··· Data extract

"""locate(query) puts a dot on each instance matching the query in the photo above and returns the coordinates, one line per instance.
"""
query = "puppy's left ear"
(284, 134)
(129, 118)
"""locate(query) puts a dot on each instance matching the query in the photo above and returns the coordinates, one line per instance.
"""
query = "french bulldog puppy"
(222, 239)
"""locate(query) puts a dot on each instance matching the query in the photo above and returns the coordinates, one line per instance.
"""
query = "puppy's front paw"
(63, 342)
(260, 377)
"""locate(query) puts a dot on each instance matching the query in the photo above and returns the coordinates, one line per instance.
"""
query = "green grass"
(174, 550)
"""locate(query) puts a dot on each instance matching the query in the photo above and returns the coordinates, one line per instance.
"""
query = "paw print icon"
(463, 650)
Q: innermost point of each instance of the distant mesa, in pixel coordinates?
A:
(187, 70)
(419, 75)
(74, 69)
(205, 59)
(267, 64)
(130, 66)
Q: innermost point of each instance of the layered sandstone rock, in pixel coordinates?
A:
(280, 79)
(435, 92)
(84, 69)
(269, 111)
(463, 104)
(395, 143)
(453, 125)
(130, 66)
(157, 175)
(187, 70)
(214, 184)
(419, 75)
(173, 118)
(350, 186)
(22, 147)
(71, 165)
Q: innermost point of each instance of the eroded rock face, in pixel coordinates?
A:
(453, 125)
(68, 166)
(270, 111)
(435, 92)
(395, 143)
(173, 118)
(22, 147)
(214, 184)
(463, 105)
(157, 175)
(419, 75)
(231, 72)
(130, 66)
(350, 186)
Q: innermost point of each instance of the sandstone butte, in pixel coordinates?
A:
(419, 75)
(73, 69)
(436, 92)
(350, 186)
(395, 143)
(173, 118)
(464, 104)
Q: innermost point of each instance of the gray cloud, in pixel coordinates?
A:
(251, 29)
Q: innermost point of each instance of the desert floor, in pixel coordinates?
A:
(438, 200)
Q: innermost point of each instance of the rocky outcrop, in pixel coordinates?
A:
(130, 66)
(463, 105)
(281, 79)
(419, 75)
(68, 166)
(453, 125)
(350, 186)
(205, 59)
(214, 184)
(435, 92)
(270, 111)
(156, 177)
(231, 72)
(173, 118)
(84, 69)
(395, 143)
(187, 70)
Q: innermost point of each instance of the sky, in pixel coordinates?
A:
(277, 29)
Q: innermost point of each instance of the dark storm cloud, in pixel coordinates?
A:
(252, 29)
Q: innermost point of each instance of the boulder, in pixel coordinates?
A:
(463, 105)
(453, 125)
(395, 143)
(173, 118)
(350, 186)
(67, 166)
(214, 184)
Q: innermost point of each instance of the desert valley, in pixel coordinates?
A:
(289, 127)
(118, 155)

······

**Assignment**
Set down, exactly as written, each line of the data from its opening line through the one containing "Q: innermost point of each instance of the eroded". Output nothing more.

**Your solution**
"""locate(query) puts a dot on each instance matching the query in the photo above and returns the coordinates, one line per instance.
"""
query = "puppy's left ear"
(284, 134)
(129, 118)
"""locate(query) puts a dot on each instance matching the query in the photo above and returns the coordinates, one line per instance.
"""
query = "french bulldog puppy"
(222, 239)
"""locate(query) puts a dot on each instance matching the query in the photo above and returns the coordinates, one line per instance.
"""
query = "puppy's front paw"
(63, 342)
(260, 377)
"""locate(query) puts a dot on each instance matching the query in the photo above and returns the coordinates, one line per instance.
"""
query = "green grass"
(174, 550)
"""locate(query) puts a dot on each instance matching the query in the photo above and returns the coordinates, one line per instance.
"""
query = "paw print icon"
(463, 650)
Q: innermost point of each instance of the distant mesa, in pixel coordinates?
A:
(187, 70)
(419, 75)
(74, 69)
(205, 59)
(267, 64)
(130, 66)
Q: innermost point of each instance of the layered sandstone rock, in pixel coordinates?
A:
(280, 79)
(435, 92)
(84, 69)
(269, 111)
(463, 104)
(395, 143)
(453, 125)
(130, 66)
(157, 175)
(187, 70)
(214, 184)
(419, 75)
(173, 118)
(350, 186)
(22, 147)
(71, 165)
Q: innermost point of each instance of the eroded rock face, in pixel coordinates?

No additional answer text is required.